[BEGIN]

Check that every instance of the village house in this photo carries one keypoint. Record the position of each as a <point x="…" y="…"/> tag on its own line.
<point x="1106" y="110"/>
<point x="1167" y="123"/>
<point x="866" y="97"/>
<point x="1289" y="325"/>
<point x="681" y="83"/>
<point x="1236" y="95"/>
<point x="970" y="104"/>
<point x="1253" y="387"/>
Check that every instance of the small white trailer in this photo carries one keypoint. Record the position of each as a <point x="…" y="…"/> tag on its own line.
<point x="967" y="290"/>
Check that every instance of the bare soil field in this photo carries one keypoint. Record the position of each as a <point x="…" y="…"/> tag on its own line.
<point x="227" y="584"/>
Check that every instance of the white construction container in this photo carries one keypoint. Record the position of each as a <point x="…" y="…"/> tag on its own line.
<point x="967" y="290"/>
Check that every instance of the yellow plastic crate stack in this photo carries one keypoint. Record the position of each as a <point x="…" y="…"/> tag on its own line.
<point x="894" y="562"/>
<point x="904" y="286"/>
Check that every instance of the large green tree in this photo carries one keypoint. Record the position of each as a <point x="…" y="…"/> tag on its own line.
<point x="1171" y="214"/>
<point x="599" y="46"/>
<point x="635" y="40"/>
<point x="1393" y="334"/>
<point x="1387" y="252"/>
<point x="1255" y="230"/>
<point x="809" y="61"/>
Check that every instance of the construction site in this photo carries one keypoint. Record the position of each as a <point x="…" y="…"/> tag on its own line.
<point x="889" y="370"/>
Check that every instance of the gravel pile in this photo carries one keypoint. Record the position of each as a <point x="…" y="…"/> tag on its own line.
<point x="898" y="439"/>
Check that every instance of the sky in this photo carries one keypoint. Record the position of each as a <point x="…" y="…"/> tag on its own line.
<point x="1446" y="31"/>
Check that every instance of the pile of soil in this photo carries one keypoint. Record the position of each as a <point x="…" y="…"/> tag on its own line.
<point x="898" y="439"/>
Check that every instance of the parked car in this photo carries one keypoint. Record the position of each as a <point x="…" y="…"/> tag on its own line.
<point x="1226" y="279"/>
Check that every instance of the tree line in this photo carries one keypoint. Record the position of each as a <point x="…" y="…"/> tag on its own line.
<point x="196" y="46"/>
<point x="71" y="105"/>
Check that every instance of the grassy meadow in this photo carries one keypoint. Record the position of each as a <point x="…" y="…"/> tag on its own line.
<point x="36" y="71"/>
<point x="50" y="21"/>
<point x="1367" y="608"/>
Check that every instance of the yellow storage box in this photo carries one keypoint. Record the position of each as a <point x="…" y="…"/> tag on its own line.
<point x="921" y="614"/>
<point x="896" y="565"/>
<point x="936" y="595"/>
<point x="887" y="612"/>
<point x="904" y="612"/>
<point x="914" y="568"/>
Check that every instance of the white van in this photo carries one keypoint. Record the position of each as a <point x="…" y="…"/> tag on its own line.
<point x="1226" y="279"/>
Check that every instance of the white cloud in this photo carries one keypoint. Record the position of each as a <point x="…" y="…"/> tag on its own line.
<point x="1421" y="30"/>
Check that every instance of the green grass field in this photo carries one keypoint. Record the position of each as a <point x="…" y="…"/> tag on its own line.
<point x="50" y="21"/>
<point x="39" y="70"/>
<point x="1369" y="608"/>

[END]
[BEGIN]

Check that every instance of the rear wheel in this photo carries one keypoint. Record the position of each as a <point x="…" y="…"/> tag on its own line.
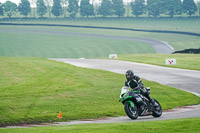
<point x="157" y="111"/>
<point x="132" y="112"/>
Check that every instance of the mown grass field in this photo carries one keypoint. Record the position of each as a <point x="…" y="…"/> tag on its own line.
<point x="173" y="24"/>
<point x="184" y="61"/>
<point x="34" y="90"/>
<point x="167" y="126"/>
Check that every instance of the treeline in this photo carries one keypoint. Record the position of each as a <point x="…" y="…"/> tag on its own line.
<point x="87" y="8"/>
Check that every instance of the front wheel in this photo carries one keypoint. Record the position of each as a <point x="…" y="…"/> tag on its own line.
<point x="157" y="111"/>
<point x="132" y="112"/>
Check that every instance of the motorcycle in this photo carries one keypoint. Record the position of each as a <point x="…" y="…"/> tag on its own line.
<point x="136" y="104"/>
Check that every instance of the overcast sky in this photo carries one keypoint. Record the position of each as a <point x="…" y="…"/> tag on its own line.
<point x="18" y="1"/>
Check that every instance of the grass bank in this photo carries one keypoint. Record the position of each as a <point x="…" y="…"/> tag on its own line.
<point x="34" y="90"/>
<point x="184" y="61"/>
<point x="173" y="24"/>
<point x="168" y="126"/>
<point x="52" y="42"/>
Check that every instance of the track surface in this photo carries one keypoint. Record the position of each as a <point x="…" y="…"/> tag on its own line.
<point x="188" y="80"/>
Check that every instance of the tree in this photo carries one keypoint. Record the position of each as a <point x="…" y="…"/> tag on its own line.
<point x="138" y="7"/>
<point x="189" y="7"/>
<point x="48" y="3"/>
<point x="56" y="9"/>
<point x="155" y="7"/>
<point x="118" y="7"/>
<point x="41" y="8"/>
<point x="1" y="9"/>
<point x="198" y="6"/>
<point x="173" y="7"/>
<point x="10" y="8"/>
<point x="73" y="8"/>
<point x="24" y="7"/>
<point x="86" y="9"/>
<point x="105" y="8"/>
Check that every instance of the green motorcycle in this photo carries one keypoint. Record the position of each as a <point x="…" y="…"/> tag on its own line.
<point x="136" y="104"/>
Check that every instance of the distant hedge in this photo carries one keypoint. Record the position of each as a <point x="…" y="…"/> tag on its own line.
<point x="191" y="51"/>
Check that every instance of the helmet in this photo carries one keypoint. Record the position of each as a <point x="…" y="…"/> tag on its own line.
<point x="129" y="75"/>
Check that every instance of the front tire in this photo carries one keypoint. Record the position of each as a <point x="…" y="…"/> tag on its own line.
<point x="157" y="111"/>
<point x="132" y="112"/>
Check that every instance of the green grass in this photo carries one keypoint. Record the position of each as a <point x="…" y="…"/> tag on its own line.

[END]

## WHAT IS EXPECTED
Reproduce the lines of the listing above verbatim, covering the stretch from the line containing "Check that every instance of the helmet" through the line containing "Check that every instance of the green grass in".

## RESULT OF THE EXERCISE
Check that every instance of the helmet in this photo carries one keypoint. Record the position of each as a <point x="…" y="…"/> tag on its own line.
<point x="129" y="75"/>
Check that every instance of the front tire in this photo carries one keypoint. Record the position of each as a <point x="…" y="…"/> tag on its own line.
<point x="157" y="111"/>
<point x="132" y="112"/>
Check that every instance of the green grass in this photo carries one keypoint. Record the position of each as a <point x="…" y="…"/> tag on its own line.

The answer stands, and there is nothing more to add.